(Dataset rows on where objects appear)

▼

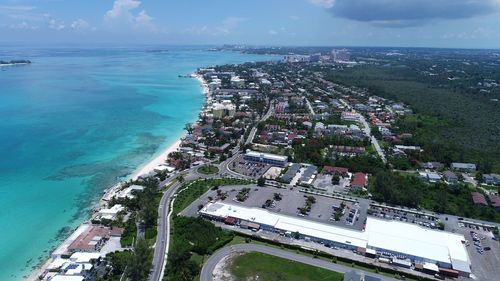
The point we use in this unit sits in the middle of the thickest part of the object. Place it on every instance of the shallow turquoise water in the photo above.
(73, 123)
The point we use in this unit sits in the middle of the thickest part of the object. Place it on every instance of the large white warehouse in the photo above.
(400, 239)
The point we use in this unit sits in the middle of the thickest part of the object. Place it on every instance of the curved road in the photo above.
(163, 232)
(209, 266)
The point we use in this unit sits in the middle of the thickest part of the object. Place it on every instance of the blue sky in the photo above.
(418, 23)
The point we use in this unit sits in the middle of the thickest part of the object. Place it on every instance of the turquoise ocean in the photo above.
(75, 122)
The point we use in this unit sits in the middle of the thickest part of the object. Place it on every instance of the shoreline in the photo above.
(156, 160)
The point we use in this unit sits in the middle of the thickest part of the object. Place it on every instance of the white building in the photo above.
(237, 82)
(129, 191)
(350, 116)
(223, 109)
(110, 213)
(267, 158)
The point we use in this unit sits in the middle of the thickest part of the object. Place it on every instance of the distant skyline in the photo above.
(405, 23)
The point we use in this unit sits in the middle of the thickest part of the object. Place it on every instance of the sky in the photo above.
(405, 23)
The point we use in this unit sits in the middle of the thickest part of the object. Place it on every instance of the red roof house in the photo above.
(358, 180)
(479, 199)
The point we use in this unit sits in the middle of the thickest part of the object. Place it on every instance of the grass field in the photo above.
(208, 169)
(258, 266)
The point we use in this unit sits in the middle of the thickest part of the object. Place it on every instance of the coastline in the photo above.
(148, 166)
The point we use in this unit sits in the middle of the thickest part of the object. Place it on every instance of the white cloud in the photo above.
(227, 26)
(122, 8)
(323, 3)
(123, 15)
(143, 18)
(81, 25)
(23, 25)
(56, 24)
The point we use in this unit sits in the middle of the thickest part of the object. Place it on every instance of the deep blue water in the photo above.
(73, 123)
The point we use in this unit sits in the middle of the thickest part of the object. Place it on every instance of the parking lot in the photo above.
(421, 219)
(288, 202)
(249, 168)
(484, 252)
(323, 182)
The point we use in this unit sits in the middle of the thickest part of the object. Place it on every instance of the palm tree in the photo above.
(189, 128)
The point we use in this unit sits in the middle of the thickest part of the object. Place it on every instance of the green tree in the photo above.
(261, 181)
(140, 262)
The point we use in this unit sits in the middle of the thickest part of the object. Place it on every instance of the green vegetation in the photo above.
(243, 194)
(408, 190)
(134, 264)
(260, 266)
(119, 260)
(194, 238)
(455, 122)
(208, 169)
(240, 238)
(140, 261)
(196, 188)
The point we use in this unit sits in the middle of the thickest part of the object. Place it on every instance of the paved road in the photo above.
(161, 245)
(209, 266)
(268, 114)
(375, 143)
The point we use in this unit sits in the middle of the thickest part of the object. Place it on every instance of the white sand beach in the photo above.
(161, 158)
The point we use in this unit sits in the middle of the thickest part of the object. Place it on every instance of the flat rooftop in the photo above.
(393, 236)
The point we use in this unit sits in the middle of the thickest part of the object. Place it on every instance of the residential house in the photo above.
(479, 199)
(450, 177)
(463, 167)
(358, 181)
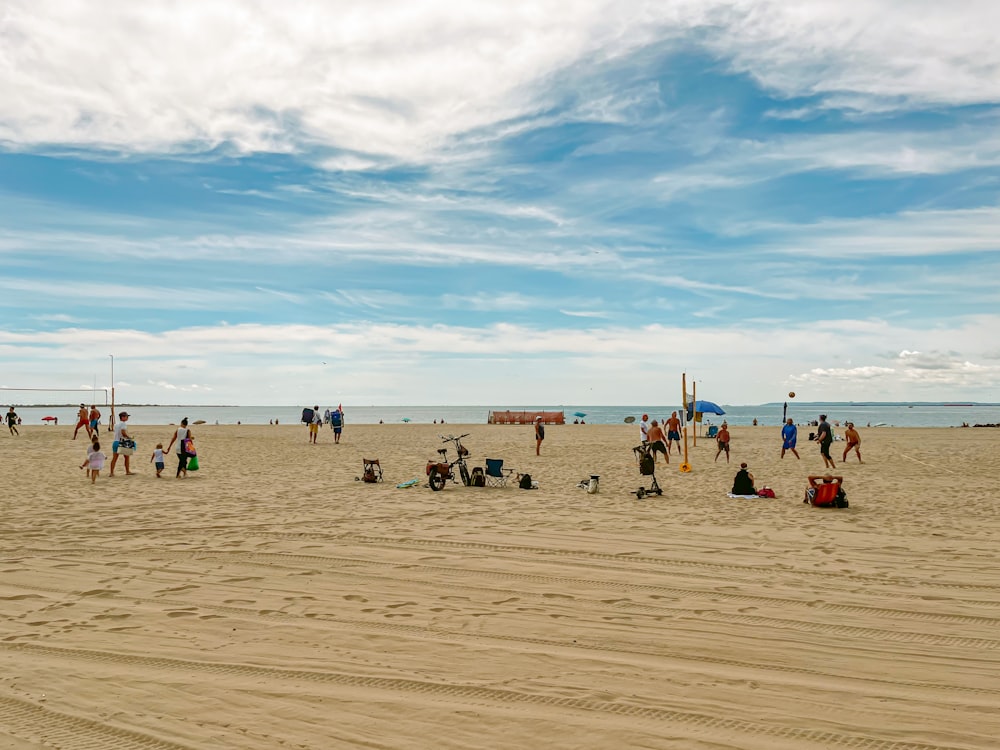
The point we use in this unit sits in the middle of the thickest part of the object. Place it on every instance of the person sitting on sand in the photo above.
(743, 482)
(822, 489)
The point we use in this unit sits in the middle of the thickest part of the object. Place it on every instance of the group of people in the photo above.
(334, 418)
(660, 440)
(124, 446)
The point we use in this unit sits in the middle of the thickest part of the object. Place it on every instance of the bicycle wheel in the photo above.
(436, 480)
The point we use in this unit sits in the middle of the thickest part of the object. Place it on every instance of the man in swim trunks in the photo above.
(824, 436)
(789, 435)
(853, 441)
(314, 425)
(82, 420)
(722, 437)
(12, 419)
(337, 423)
(673, 432)
(657, 441)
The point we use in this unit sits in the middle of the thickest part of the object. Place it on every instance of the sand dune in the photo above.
(272, 601)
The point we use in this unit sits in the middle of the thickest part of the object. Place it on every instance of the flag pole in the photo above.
(694, 411)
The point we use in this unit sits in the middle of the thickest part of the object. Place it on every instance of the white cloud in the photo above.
(840, 360)
(400, 79)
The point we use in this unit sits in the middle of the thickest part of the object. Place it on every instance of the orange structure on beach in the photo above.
(525, 417)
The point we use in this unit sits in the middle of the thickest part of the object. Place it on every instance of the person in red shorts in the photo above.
(83, 420)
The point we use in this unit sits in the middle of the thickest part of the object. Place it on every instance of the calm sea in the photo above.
(897, 415)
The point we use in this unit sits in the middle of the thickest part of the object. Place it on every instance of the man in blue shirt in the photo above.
(789, 434)
(337, 423)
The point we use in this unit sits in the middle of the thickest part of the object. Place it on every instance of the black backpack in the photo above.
(647, 465)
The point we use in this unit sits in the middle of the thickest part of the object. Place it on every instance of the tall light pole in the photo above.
(111, 419)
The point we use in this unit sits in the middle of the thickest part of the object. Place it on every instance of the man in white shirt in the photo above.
(121, 434)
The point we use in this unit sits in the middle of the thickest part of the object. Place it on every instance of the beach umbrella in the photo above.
(708, 407)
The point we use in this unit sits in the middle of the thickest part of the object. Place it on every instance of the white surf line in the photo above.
(933, 466)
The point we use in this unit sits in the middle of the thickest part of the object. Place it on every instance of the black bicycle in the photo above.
(439, 472)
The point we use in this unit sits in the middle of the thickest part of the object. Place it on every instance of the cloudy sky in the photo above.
(537, 203)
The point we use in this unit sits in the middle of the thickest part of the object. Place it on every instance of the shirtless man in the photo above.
(723, 439)
(853, 441)
(673, 432)
(657, 441)
(95, 419)
(82, 420)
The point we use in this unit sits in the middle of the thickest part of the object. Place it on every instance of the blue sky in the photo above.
(512, 203)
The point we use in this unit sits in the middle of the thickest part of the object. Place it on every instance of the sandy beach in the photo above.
(270, 600)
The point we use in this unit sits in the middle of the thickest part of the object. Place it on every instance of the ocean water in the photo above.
(896, 415)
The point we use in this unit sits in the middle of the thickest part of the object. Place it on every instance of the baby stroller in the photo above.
(647, 467)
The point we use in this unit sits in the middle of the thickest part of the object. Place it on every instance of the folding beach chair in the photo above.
(496, 475)
(372, 470)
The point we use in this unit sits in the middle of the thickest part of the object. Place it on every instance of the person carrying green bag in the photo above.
(185, 449)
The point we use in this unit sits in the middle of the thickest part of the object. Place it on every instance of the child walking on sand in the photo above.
(95, 459)
(157, 457)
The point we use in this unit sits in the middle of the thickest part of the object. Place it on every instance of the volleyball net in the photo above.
(105, 391)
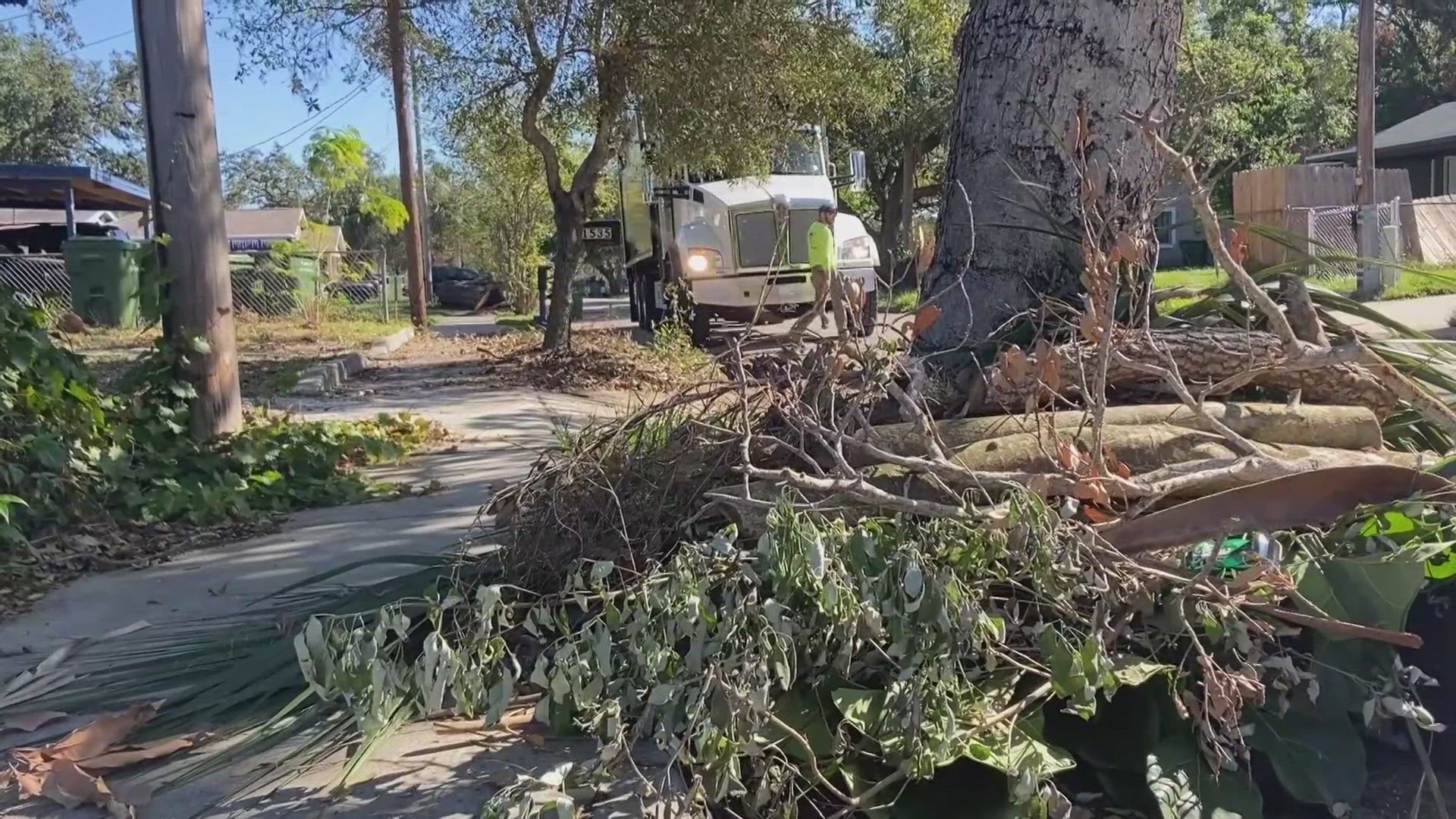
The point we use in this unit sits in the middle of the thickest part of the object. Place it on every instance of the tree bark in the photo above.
(1005, 238)
(405, 131)
(187, 190)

▲

The problem: Arrange every line of the records above as a numbered list, leaving out blank lines. Omit the pictures from your answer.

Complete response:
1. The point we use in this unit sits in the middle of the thickest part of the object. Place it on every instance of the shallow turquoise water in the photo above.
2. (73, 123)
3. The point we use in this unit sits in the middle of the thickest part of the object. Place it on every instance of the large white warehouse in the photo above.
4. (400, 239)
5. The point we use in this unit sits in the middle of the thickest part of the object. Place it on every instance of the curved road in the photo above.
6. (163, 232)
7. (209, 266)
8. The point we use in this unit sits in the middle of the thickest part of the object. Place it on every instance of the blue sky in the photo above.
9. (418, 23)
10. The point we use in this unit sits in the middle of the thickest part of the object. Place it on every instance of the turquoise ocean in the photo above.
11. (75, 122)
12. The point we use in this unit sits in the middle of the thickest part of the object. Place it on every instance of the shoreline in the photo above.
13. (156, 160)
14. The point we use in this unit sits in the middle of the thickest part of the object. Place it on every instance of the white building in the photo above.
15. (237, 82)
16. (129, 191)
17. (350, 116)
18. (223, 109)
19. (110, 213)
20. (267, 158)
21. The point we use in this unit sits in the middle of the thickest part of the object. Place it on every instance of the distant skyline in the photo above.
22. (405, 23)
23. The point we use in this unit sits in the middle of the thickest part of the object. Place it on every instance of the sky in the photo above.
24. (405, 23)
25. The point we use in this unit sits in the middle of the thickest part of the object. Place it on every instance of the red roof house in the photo above.
26. (358, 180)
27. (479, 199)
28. The point we use in this unit sits in the middle of the thickest part of the object. Place it on every instance of the grass field in the photo above.
29. (208, 169)
30. (258, 266)
31. The point we use in this unit sits in the middle of the thickest part of the object. Place it on every instance of the coastline in the photo above.
32. (148, 166)
33. The point we use in this unit sits in the middle of the thickest part of the object. Place it on every instance of the white cloud in the photo above.
34. (227, 26)
35. (122, 8)
36. (323, 3)
37. (123, 15)
38. (143, 18)
39. (81, 25)
40. (23, 25)
41. (56, 24)
42. The point we use in this unit sits in the middle of the thickest part of the object. Place it on every instance of the deep blue water in the photo above.
43. (73, 123)
44. The point we use in this unit sits in the middle of the thickest part of the object. Place it on every instance of the parking lot in the photo above.
45. (421, 219)
46. (288, 202)
47. (249, 168)
48. (484, 252)
49. (323, 182)
50. The point we use in this unit sits in the middle of the thickest part of the object. Place it on every instance of the palm tree in the photo above.
51. (189, 128)
52. The point we use in this unit sits in the middle of the thickest part of the object. Place it on every instance of the green tree in the photo above.
53. (261, 181)
54. (140, 262)
55. The point we use in this unit sits in the middle of the thickest part of the object. Place it on every instance of the green vegetation in the photo above.
56. (243, 194)
57. (408, 190)
58. (134, 264)
59. (260, 266)
60. (119, 260)
61. (194, 238)
62. (455, 122)
63. (208, 169)
64. (240, 238)
65. (140, 261)
66. (196, 188)
67. The point we use in this unit sits in the middle of the thickest part of the object. Place it on every instance of the paved road in the photo above.
68. (161, 245)
69. (209, 266)
70. (268, 114)
71. (375, 143)
72. The point we use in this unit sits in the middle of the thickest part of the object. Place it on every instance of the white sand beach in the photo above.
73. (161, 158)
74. The point we use in this unit sits in the middle of the thickest part of the object. Place it on every instance of the flat rooftop in the photo above.
75. (393, 236)
76. The point we use in this unit sits in the middle of the thickest part of the object. Place it on every instance of the residential house in the photo above.
77. (479, 199)
78. (450, 177)
79. (463, 167)
80. (358, 181)
81. The point we use in this unit sits in the middle of the thickest part of the object. Place it on every instance of the person sitting on sand in the photo above.
82. (743, 482)
83. (822, 489)
84. The point we use in this unit sits in the middle of the thickest part of the object. Place it on every instance of the group of people in the photo above.
85. (334, 418)
86. (660, 440)
87. (124, 446)
88. The point we use in this unit sits in the middle of the thickest part of the object. Place it on every instance of the bicycle wheel in the photo above.
89. (436, 480)
90. The point we use in this unit sits in the middle of the thickest part of the object. Place it on every instance of the man in swim trunks in the photo above.
91. (824, 436)
92. (789, 435)
93. (853, 441)
94. (314, 425)
95. (82, 420)
96. (722, 437)
97. (12, 419)
98. (337, 423)
99. (673, 432)
100. (657, 441)
101. The point we use in this unit sits in the middle of the thickest part of the object. Place it on every instance of the sand dune in the photo above.
102. (272, 601)
103. The point we use in this unit sits in the middle of the thickest part of the object. Place it on every instance of the flag pole in the photo above.
104. (694, 411)
105. The point we use in this unit sits in the middle of the thickest part of the object. Place it on every instance of the white cloud in the photo above.
106. (840, 360)
107. (400, 79)
108. The point we use in this unit sits in the middle of the thickest part of the object. Place it on every instance of the orange structure on beach in the photo above.
109. (525, 417)
110. The point we use in this unit sits in the middle of the thickest part of the object. Place it on every instance of the person in red shorts in the photo above.
111. (83, 420)
112. The point we use in this unit sits in the middle of the thickest part of the object. Place it on every instance of the calm sea in the photo above.
113. (897, 415)
114. The point we use in this unit sits in the middle of the thickest part of the object. Place it on every instance of the man in blue shirt in the photo above.
115. (789, 434)
116. (337, 423)
117. The point we use in this unit sits in the middle of the thickest part of the object. Place it on every instance of the black backpack in the photo above.
118. (647, 465)
119. The point we use in this unit sits in the middle of the thickest part of the object. Place it on every instance of the tall light pole in the photo above.
120. (111, 419)
121. The point we use in this unit sits in the middle of the thickest part of the object. Place it on every instance of the man in white shirt in the photo above.
122. (121, 434)
123. The point we use in this unit sits in the middle of the thickest part of the object. Place it on every instance of the beach umbrella in the photo above.
124. (708, 407)
125. The point we use in this unit sits in the middle of the thickest part of the object. Place it on every instance of the white surf line in the photo above.
126. (933, 466)
127. The point we use in this unit sits in the middle of the thickest part of the object. Place it on every instance of the black bicycle in the photo above.
128. (439, 472)
129. The point we use in this unit sits in the middle of the thickest part of the object. Place it on every instance of the cloudy sky in the photo above.
130. (537, 203)
131. The point we use in this unit sits in the middle of the thickest part of the object. Place it on every instance of the shirtless man in the photo above.
132. (723, 439)
133. (853, 441)
134. (673, 432)
135. (657, 441)
136. (95, 419)
137. (82, 420)
138. The point we use in this unit sits in the middle of the thickest part of the object. Place it on every instance of the blue sky in the photo above.
139. (512, 203)
140. The point we use in this unit sits in the middle of the thickest part of the object. Place it on every instance of the sandy beach in the photo above.
141. (270, 600)
142. The point we use in this unit sits in the middle of the thickest part of the object. Place it on every instance of the ocean water in the photo above.
143. (896, 415)
144. The point we use in this unit sits in the middle of the thickest part of the object. Place it on every instance of the baby stroller in the photo above.
145. (647, 467)
146. The point we use in this unit sits in the middle of the thickest part of the object. Place it on every instance of the folding beach chair in the photo above.
147. (496, 475)
148. (372, 470)
149. The point we use in this unit sits in the middle of the thickest part of the object. Place it on every instance of the person carrying green bag in the photo above.
150. (185, 449)
151. The point we use in this unit sits in the middle of the thickest part of the object. Place it on every instance of the child walking on sand in the photo above.
152. (95, 459)
153. (157, 457)
154. The point we use in this unit sits in the middle of the thickest part of the object. Place it on every instance of the volleyball net in the photo above.
155. (105, 391)
156. The point we use in this unit sits in the middle of the thickest part of the object. Place it on every instance of the tree bark in the photo above.
157. (1005, 238)
158. (405, 131)
159. (187, 190)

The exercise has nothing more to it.